Start Passage to read

Hi,
I was successful by adding a MultiDecoder but will also consider the other
options in due time.
Thank you for this detailed explanation Rob. Greatly appreciated.
Chris
On Apr 13, 2015, at 5:18 PM, Rob Miller wrote:
> Hi,
>
> The reason you're not seeing any payload data is that the messages are
> protocol buffer encoded when they hit the second Heka instance, so they need
> to be decoded from protobuf before you can get at the contained data. You
> didn't specify an encoder for your TcpOutput, and if you read the TcpOutput
> docs carefully you'll note that it will default to using ProtobufEncoding
> with Heka's stream framing.
>
> On the receiving end, the TcpInput defaults to using HekaFramingSplitter with
> ProtobufDecoder. This means if you don't specify any other decoder, the
> messages will be decoded properly and you'll see messages with the payload
> you expect flowing through the pipeline. So far so good.
>
> As soon as you added the CombinedLogDecoder on the remote end, however,
> things go pear-shaped, because you've now overridden the default
> ProtobufDecoder. But the raw data is still coming through in protobuf format,
> and the CombinedLogDecoder has no idea what to do with it.

End Passage to read
Start Supplied data

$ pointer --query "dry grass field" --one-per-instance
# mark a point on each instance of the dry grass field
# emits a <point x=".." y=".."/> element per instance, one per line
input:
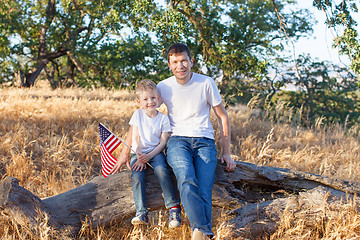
<point x="49" y="141"/>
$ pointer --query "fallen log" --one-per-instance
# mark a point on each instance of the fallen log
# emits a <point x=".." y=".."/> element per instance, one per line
<point x="256" y="195"/>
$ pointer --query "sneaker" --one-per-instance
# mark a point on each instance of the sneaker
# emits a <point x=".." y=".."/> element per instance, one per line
<point x="199" y="235"/>
<point x="175" y="217"/>
<point x="140" y="219"/>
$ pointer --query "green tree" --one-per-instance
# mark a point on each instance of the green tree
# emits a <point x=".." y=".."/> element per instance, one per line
<point x="38" y="33"/>
<point x="339" y="16"/>
<point x="235" y="40"/>
<point x="323" y="90"/>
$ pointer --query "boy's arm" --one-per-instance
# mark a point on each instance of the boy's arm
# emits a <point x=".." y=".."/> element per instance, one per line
<point x="224" y="125"/>
<point x="137" y="142"/>
<point x="125" y="153"/>
<point x="163" y="140"/>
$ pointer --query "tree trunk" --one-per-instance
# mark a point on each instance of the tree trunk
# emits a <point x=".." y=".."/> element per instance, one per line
<point x="256" y="195"/>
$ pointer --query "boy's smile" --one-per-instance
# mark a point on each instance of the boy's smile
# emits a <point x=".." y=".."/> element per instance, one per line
<point x="149" y="100"/>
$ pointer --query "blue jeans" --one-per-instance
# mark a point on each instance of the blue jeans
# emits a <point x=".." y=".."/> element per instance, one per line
<point x="163" y="174"/>
<point x="194" y="161"/>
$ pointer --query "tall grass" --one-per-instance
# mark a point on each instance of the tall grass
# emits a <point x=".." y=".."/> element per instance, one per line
<point x="49" y="141"/>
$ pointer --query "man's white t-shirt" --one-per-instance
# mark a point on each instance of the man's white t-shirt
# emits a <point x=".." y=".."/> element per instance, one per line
<point x="189" y="105"/>
<point x="150" y="129"/>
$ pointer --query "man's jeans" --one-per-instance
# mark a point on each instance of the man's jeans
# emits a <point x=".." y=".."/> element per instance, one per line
<point x="163" y="174"/>
<point x="193" y="160"/>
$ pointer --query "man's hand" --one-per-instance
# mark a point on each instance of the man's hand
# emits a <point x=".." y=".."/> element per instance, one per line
<point x="123" y="159"/>
<point x="230" y="163"/>
<point x="139" y="166"/>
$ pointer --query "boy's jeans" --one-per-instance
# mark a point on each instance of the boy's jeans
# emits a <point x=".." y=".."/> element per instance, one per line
<point x="193" y="160"/>
<point x="163" y="174"/>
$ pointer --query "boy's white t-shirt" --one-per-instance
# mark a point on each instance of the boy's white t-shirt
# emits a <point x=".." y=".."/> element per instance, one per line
<point x="189" y="105"/>
<point x="150" y="129"/>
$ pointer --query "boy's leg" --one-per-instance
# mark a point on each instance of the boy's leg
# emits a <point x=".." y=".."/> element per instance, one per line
<point x="138" y="186"/>
<point x="205" y="161"/>
<point x="180" y="157"/>
<point x="168" y="187"/>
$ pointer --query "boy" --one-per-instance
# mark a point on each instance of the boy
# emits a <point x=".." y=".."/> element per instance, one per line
<point x="150" y="133"/>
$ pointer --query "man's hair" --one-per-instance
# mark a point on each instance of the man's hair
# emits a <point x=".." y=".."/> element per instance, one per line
<point x="178" y="48"/>
<point x="145" y="85"/>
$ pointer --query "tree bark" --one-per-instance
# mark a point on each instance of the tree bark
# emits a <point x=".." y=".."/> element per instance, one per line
<point x="257" y="196"/>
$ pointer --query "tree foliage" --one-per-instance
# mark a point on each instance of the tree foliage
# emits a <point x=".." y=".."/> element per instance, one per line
<point x="340" y="17"/>
<point x="324" y="90"/>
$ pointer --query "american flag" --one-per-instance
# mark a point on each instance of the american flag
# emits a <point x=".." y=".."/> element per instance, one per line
<point x="108" y="143"/>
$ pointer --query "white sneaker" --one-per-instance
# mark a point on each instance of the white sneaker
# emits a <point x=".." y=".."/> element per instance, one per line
<point x="199" y="235"/>
<point x="175" y="218"/>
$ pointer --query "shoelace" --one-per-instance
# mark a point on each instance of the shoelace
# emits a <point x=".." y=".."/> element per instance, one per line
<point x="174" y="214"/>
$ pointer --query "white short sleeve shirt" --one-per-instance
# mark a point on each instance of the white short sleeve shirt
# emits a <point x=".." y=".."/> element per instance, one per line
<point x="150" y="129"/>
<point x="189" y="105"/>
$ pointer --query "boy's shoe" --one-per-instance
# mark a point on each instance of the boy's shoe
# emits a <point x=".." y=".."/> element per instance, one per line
<point x="175" y="217"/>
<point x="199" y="235"/>
<point x="141" y="219"/>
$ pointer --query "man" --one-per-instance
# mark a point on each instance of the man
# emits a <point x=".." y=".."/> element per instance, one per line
<point x="191" y="150"/>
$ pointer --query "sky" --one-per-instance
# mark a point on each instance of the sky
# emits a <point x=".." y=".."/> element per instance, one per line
<point x="319" y="44"/>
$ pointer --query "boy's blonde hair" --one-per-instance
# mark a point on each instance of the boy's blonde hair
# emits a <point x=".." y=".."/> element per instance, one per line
<point x="145" y="85"/>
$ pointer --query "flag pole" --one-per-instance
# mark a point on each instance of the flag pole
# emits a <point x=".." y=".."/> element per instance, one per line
<point x="120" y="140"/>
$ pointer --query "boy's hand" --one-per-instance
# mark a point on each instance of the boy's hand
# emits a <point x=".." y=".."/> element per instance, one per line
<point x="122" y="160"/>
<point x="230" y="163"/>
<point x="138" y="166"/>
<point x="142" y="157"/>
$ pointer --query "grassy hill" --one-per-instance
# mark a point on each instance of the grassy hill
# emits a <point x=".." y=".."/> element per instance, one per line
<point x="49" y="141"/>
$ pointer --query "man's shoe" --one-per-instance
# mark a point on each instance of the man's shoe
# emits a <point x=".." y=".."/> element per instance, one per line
<point x="175" y="217"/>
<point x="141" y="219"/>
<point x="199" y="235"/>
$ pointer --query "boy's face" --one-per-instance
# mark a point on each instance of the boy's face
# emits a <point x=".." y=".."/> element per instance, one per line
<point x="180" y="65"/>
<point x="148" y="99"/>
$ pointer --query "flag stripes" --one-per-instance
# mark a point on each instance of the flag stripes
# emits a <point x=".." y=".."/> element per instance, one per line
<point x="108" y="143"/>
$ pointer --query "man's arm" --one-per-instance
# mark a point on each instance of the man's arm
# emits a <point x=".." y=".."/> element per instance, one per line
<point x="125" y="153"/>
<point x="224" y="125"/>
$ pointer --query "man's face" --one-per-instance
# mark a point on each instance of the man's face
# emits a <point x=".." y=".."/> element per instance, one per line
<point x="180" y="65"/>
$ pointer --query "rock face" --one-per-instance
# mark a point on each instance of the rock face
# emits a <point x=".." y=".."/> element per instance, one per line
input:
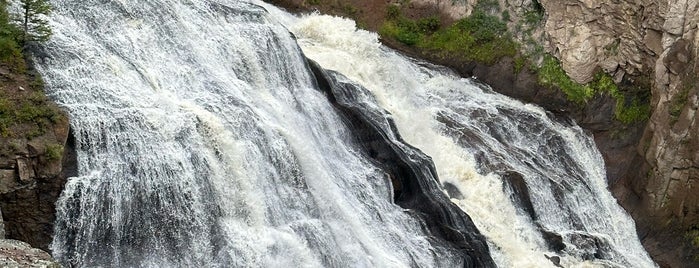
<point x="660" y="40"/>
<point x="31" y="179"/>
<point x="652" y="167"/>
<point x="18" y="254"/>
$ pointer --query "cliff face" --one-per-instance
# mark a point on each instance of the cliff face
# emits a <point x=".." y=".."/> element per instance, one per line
<point x="653" y="166"/>
<point x="658" y="40"/>
<point x="34" y="148"/>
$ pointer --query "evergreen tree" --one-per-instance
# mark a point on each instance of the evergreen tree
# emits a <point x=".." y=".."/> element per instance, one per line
<point x="32" y="21"/>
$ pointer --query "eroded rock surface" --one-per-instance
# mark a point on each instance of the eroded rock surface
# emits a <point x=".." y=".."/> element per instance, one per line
<point x="18" y="254"/>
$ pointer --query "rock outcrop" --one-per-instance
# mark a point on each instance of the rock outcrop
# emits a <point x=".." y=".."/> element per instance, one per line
<point x="18" y="254"/>
<point x="653" y="167"/>
<point x="658" y="40"/>
<point x="34" y="148"/>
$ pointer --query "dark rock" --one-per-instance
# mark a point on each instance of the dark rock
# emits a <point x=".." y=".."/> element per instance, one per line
<point x="452" y="191"/>
<point x="519" y="192"/>
<point x="15" y="253"/>
<point x="555" y="260"/>
<point x="678" y="57"/>
<point x="416" y="184"/>
<point x="26" y="173"/>
<point x="29" y="210"/>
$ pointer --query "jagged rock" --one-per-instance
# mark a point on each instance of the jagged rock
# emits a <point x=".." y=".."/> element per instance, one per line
<point x="14" y="253"/>
<point x="25" y="171"/>
<point x="678" y="57"/>
<point x="7" y="180"/>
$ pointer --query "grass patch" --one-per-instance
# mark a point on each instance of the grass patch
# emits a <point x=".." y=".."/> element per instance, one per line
<point x="480" y="37"/>
<point x="628" y="109"/>
<point x="552" y="74"/>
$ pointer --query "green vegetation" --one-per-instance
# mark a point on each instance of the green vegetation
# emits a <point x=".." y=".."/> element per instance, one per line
<point x="679" y="100"/>
<point x="483" y="37"/>
<point x="480" y="37"/>
<point x="32" y="20"/>
<point x="54" y="152"/>
<point x="23" y="110"/>
<point x="627" y="110"/>
<point x="552" y="74"/>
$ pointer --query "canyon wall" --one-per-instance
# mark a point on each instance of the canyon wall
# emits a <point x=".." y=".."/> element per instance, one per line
<point x="649" y="46"/>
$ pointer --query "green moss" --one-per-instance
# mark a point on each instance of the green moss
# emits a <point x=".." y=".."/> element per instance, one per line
<point x="480" y="37"/>
<point x="552" y="74"/>
<point x="627" y="109"/>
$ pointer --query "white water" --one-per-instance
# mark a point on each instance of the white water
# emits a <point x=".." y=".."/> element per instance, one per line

End Supplied data

▶ Written request
Copy the Heka thread from "Thank you for" up to and including "Heka's stream framing.", putting "UdpOutput" wherever "TcpOutput" appears.

▶ Reply to the exercise
Thank you for this detailed explanation Rob. Greatly appreciated.
Chris
On Apr 13, 2015, at 5:18 PM, Rob Miller wrote:
> Hi,
>
> The reason you're not seeing any payload data is that the messages are
> protocol buffer encoded when they hit the second Heka instance, so they need
> to be decoded from protobuf before you can get at the contained data. You
> didn't specify an encoder for your UdpOutput, and if you read the UdpOutput
> docs carefully you'll note that it will default to using ProtobufEncoding
> with Heka's stream framing.